:: Given information ::

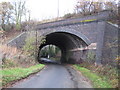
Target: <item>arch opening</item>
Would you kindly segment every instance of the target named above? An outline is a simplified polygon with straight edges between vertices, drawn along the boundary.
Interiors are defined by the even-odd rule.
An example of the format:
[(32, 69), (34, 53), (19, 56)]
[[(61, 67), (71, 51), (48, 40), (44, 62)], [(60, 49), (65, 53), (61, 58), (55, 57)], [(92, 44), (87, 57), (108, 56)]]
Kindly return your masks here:
[(38, 58), (41, 49), (46, 45), (55, 45), (61, 50), (62, 63), (80, 63), (82, 61), (82, 51), (78, 48), (86, 47), (87, 43), (78, 36), (67, 32), (52, 32), (46, 36), (46, 43), (39, 47)]
[[(61, 49), (55, 45), (46, 45), (40, 51), (40, 58), (47, 63), (61, 63)], [(45, 60), (46, 59), (46, 60)]]

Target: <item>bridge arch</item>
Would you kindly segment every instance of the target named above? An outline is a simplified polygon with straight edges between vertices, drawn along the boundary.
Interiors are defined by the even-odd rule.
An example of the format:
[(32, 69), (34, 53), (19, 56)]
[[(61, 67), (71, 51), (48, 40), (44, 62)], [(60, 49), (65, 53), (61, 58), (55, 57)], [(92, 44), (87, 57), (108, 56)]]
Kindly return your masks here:
[(85, 35), (74, 29), (48, 30), (42, 36), (46, 37), (46, 43), (39, 47), (38, 60), (40, 58), (40, 50), (44, 46), (52, 44), (61, 49), (61, 62), (80, 63), (82, 60), (82, 51), (77, 49), (86, 47), (91, 43)]

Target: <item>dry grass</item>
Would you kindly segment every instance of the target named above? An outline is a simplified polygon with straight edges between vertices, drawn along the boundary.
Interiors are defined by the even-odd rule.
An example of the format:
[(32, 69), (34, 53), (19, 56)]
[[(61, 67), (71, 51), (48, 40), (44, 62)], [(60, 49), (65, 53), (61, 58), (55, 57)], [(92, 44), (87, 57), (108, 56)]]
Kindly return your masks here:
[(30, 67), (37, 64), (33, 56), (26, 55), (24, 51), (18, 50), (16, 47), (0, 45), (0, 52), (3, 69), (13, 67)]

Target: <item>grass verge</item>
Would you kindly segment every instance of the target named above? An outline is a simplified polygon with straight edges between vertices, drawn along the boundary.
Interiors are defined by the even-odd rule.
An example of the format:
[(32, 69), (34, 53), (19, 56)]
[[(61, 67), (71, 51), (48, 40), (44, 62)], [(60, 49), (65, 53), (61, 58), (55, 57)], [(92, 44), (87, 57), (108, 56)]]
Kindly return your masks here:
[(11, 81), (20, 80), (29, 76), (32, 73), (38, 72), (44, 67), (43, 64), (38, 64), (31, 66), (29, 68), (11, 68), (11, 69), (3, 69), (0, 70), (0, 74), (2, 74), (2, 86), (7, 85)]
[(87, 68), (74, 65), (84, 76), (86, 76), (93, 84), (94, 88), (112, 88), (112, 86), (106, 81), (106, 78), (99, 77), (96, 73), (91, 72)]

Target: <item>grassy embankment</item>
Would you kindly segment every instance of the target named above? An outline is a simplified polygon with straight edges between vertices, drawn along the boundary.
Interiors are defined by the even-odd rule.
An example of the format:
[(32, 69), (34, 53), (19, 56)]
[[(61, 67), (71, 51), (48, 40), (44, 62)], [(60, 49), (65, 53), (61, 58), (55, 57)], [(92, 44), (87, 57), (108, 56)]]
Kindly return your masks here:
[[(92, 70), (89, 70), (85, 67), (82, 67), (80, 65), (74, 65), (75, 69), (79, 70), (84, 76), (86, 76), (92, 83), (93, 87), (94, 88), (116, 88), (114, 87), (118, 81), (116, 78), (114, 78), (113, 80), (110, 81), (110, 76), (107, 76), (107, 75), (103, 75), (101, 76), (100, 74), (103, 73), (98, 73), (97, 71), (92, 71)], [(111, 72), (111, 71), (108, 71), (108, 73)], [(108, 74), (106, 73), (106, 74)], [(113, 82), (113, 81), (116, 81)], [(112, 82), (112, 83), (111, 83)]]
[(2, 74), (2, 85), (4, 86), (11, 81), (25, 78), (32, 73), (40, 71), (43, 67), (44, 67), (43, 64), (38, 64), (38, 65), (31, 66), (29, 68), (16, 67), (11, 69), (7, 68), (7, 69), (0, 70), (0, 74)]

:::

— To be done —
Rewrite all the records above with "masks" changed to "polygons" and every other part kept the same. Leave out the pictures.

— Task answer —
Target: <item>arch opening</item>
Would you kindly segment every instance of the target named above? An outline is a simplified polygon with straight edges between vertices, drawn along the boundary.
Interiors are defined by the even-odd rule.
An example of the format:
[(32, 69), (34, 53), (19, 56)]
[[(61, 67), (71, 51), (48, 40), (44, 62)], [(60, 49), (65, 53), (61, 58), (55, 57)], [(92, 44), (87, 57), (108, 56)]]
Kindly return your polygons here:
[(38, 58), (41, 49), (46, 45), (55, 45), (61, 50), (62, 63), (80, 63), (82, 61), (82, 51), (78, 48), (86, 47), (87, 43), (78, 36), (67, 32), (52, 32), (46, 36), (46, 43), (39, 47)]
[[(61, 49), (55, 45), (46, 45), (40, 51), (40, 58), (47, 63), (61, 63)], [(45, 60), (46, 59), (46, 60)]]

Target: <item>bridge arch</item>
Would you kindly segment every instance of the target named above? An outline is a simplified polygon with straight edges between vertices, drawn along the boundary.
Interiors are defined by the even-odd rule.
An example of the format:
[(32, 69), (34, 53), (19, 56)]
[[(61, 67), (71, 51), (48, 40), (44, 62)], [(60, 49), (65, 53), (61, 58), (55, 57)], [(92, 44), (87, 57), (108, 56)]]
Kindly return your polygons here:
[(85, 35), (74, 29), (48, 30), (42, 36), (46, 37), (46, 43), (39, 47), (38, 60), (40, 58), (40, 50), (44, 46), (52, 44), (61, 49), (61, 62), (80, 63), (82, 60), (82, 51), (77, 49), (86, 47), (91, 43)]

Target: <item>dry grass</item>
Would you kindly segment every instance of the target named above? An outline is a simplified polygon with straight edges between vertices, drawn along the boundary.
Interiors are defined by the even-odd rule.
An example of the format:
[(32, 69), (34, 53), (19, 56)]
[[(61, 67), (71, 51), (48, 40), (44, 62)], [(60, 49), (65, 53), (61, 58), (55, 57)], [(92, 44), (87, 57), (108, 56)]]
Kindly return your polygons here:
[(30, 67), (37, 64), (33, 56), (26, 55), (24, 51), (18, 50), (16, 47), (0, 45), (0, 52), (3, 69), (13, 67)]

Target: <item>grass verge</item>
Would you kindly segment every instance of the target named above? An outline is a simplified polygon with straight edges between vertices, drawn along the boundary.
Interiors are defined by the even-odd rule.
An example of the format:
[(32, 69), (34, 53), (19, 56)]
[[(61, 67), (71, 51), (48, 40), (44, 62)], [(60, 49), (65, 53), (61, 58), (55, 57)], [(92, 44), (87, 57), (108, 56)]]
Kindly return your polygons here:
[(11, 81), (20, 80), (29, 76), (32, 73), (38, 72), (44, 67), (43, 64), (38, 64), (31, 66), (29, 68), (11, 68), (11, 69), (3, 69), (0, 70), (0, 74), (2, 74), (2, 86), (7, 85)]
[(87, 68), (74, 65), (84, 76), (86, 76), (93, 84), (94, 88), (112, 88), (112, 86), (106, 81), (106, 78), (99, 77), (96, 73), (91, 72)]

Target: <item>grassy embankment</item>
Would you kindly segment every instance of the target named above? An outline is a simplified polygon with straight edges between vertices, drawn along the boundary.
Interiors are defined by the even-odd rule.
An example of the format:
[(32, 69), (34, 53), (19, 56)]
[[(61, 67), (71, 51), (48, 40), (44, 62)], [(60, 49), (65, 53), (61, 58), (55, 57)], [(92, 44), (87, 57), (108, 56)]]
Kindly return your polygons here:
[[(92, 70), (89, 70), (85, 67), (82, 67), (80, 65), (74, 65), (75, 69), (79, 70), (84, 76), (86, 76), (92, 83), (93, 87), (94, 88), (116, 88), (114, 87), (118, 81), (116, 78), (114, 78), (113, 80), (110, 81), (110, 76), (107, 76), (107, 75), (103, 75), (101, 76), (100, 74), (103, 73), (98, 73), (97, 71), (92, 71)], [(111, 72), (111, 71), (108, 71), (108, 73)], [(108, 74), (106, 73), (106, 74)], [(113, 82), (113, 81), (116, 81)], [(112, 82), (112, 83), (111, 83)]]
[(2, 74), (2, 85), (4, 86), (11, 81), (25, 78), (32, 73), (40, 71), (43, 67), (44, 67), (43, 64), (38, 64), (38, 65), (31, 66), (29, 68), (16, 67), (11, 69), (7, 68), (7, 69), (0, 70), (0, 74)]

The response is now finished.